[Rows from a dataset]

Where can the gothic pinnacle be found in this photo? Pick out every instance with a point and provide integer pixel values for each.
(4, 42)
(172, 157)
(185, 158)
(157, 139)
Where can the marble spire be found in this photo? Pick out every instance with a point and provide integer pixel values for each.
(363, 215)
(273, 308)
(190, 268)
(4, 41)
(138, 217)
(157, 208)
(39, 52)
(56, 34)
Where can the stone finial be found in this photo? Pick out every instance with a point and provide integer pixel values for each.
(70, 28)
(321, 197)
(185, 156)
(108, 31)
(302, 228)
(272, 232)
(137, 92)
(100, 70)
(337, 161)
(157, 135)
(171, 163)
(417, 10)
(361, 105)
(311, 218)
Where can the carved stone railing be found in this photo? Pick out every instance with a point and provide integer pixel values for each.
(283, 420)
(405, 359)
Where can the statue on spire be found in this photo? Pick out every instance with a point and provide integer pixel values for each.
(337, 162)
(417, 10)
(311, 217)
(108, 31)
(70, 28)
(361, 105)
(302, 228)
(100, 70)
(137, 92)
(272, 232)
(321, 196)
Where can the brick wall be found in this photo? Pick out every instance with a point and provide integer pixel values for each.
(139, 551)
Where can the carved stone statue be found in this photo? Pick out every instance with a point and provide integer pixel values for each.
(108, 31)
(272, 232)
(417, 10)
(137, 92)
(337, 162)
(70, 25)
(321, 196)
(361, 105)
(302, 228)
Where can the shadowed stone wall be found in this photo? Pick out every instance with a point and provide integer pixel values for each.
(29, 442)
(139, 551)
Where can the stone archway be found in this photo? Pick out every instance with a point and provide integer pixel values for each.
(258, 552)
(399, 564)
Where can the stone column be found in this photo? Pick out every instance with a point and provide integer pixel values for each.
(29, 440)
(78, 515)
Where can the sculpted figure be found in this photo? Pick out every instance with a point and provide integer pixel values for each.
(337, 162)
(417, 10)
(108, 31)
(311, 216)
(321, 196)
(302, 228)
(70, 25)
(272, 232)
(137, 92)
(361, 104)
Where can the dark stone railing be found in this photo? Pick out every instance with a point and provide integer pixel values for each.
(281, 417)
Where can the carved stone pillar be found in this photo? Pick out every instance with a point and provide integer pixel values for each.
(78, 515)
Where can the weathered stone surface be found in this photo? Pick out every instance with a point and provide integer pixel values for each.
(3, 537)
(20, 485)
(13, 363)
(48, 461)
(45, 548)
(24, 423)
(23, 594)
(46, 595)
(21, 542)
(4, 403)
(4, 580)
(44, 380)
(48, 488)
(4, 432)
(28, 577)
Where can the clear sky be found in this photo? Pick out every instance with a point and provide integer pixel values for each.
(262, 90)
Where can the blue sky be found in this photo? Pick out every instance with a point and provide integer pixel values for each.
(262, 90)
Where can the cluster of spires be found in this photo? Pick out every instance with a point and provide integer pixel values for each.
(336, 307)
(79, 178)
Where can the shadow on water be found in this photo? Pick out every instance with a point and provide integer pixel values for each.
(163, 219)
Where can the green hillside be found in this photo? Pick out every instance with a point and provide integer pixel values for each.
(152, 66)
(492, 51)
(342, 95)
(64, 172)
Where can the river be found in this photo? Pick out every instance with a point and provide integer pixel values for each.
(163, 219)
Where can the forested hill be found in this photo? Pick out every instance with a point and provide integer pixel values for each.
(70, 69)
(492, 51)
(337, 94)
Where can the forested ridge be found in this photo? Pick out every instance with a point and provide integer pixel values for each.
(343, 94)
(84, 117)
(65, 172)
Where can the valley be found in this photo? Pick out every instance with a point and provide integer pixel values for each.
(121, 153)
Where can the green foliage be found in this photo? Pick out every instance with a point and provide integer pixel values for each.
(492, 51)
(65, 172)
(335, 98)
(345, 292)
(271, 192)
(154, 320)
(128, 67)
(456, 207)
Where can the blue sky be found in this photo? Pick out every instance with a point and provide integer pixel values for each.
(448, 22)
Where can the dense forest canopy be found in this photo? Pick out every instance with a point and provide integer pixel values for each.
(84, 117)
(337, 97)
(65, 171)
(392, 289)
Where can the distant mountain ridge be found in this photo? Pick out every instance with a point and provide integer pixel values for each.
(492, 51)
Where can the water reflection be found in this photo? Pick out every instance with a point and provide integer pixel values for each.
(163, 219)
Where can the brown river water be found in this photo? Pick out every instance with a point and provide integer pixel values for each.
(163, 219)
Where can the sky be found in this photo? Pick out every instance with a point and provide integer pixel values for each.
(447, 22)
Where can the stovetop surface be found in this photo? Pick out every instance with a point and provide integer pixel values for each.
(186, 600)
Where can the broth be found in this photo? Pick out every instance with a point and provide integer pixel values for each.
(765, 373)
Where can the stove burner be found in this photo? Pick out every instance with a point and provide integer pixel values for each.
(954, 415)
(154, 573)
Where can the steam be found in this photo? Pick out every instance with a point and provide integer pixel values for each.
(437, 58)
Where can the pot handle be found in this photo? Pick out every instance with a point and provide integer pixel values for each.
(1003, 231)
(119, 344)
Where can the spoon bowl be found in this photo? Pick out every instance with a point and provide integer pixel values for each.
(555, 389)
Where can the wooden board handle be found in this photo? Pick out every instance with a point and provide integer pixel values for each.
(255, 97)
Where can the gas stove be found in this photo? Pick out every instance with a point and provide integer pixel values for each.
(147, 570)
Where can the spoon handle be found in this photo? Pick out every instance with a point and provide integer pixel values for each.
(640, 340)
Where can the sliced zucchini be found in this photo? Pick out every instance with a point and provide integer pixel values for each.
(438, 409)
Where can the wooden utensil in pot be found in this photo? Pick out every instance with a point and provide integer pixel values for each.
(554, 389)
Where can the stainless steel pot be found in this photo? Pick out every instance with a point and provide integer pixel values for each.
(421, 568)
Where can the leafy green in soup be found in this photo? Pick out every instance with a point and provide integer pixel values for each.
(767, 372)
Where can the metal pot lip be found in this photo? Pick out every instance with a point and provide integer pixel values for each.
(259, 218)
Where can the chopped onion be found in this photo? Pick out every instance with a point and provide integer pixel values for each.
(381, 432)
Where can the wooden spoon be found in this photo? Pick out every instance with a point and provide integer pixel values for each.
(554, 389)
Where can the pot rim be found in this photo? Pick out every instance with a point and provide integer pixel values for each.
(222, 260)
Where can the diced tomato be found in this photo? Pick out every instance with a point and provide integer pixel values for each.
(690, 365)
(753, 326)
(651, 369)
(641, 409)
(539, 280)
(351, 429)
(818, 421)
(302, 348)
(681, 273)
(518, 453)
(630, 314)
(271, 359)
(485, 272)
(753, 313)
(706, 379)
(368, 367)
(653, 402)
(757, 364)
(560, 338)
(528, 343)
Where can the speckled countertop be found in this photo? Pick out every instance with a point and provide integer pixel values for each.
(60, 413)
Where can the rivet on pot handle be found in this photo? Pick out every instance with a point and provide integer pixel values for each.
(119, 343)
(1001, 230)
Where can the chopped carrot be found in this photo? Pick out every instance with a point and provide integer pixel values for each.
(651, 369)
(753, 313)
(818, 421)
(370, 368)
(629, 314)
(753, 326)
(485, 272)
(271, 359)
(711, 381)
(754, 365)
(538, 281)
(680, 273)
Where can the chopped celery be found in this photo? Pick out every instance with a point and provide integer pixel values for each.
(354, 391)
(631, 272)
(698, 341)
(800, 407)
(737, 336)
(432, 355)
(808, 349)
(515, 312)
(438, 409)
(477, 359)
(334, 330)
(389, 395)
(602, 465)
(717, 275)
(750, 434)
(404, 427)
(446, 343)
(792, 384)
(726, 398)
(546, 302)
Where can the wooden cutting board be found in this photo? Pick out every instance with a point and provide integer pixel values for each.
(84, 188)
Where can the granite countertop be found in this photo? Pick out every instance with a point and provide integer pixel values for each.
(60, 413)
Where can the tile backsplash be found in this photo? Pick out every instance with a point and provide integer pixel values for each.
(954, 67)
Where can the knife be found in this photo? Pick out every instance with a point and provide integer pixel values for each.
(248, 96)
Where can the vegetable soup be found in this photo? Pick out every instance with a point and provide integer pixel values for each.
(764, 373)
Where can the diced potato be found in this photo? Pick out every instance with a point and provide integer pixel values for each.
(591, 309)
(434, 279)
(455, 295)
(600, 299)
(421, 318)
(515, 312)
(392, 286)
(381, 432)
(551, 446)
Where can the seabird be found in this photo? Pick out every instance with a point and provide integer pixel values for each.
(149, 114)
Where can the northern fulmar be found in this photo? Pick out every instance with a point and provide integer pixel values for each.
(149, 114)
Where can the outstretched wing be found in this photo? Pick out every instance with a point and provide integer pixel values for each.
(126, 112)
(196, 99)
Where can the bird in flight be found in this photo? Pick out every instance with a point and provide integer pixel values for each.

Exercise goal
Return the line that contains "Where can the tile" and all lines after it, verbatim, and nothing else.

Exercise result
Where can the tile backsplash be found in this photo? Pick out every instance with a point and provide integer pixel values for each.
(954, 67)
Where can the knife be found in this photo? Pick out every instance with a point and provide integer pixel values for each.
(248, 96)
Where can the vegetable soup be found in this photo? Pick out every instance with a point and provide integer pixel values for each.
(764, 373)
Where can the diced potato be found in this photo? Pick out every instance with a point and provide integer pixel values for each.
(591, 309)
(434, 279)
(455, 295)
(600, 299)
(421, 318)
(515, 312)
(392, 286)
(381, 432)
(551, 446)
Where can the seabird be found in this photo? Pick out every instance with a point and provide integer pixel values for each.
(149, 114)
Where can the northern fulmar be found in this photo? Pick out every instance with a point and provide integer pixel values for each.
(149, 114)
Where can the outstretched wing be found in this photo? Pick out every instance with a point and provide integer pixel values for each.
(126, 112)
(196, 99)
Where can the bird in flight be found in this photo? Pick out every instance with a point and provide integer pixel values for each.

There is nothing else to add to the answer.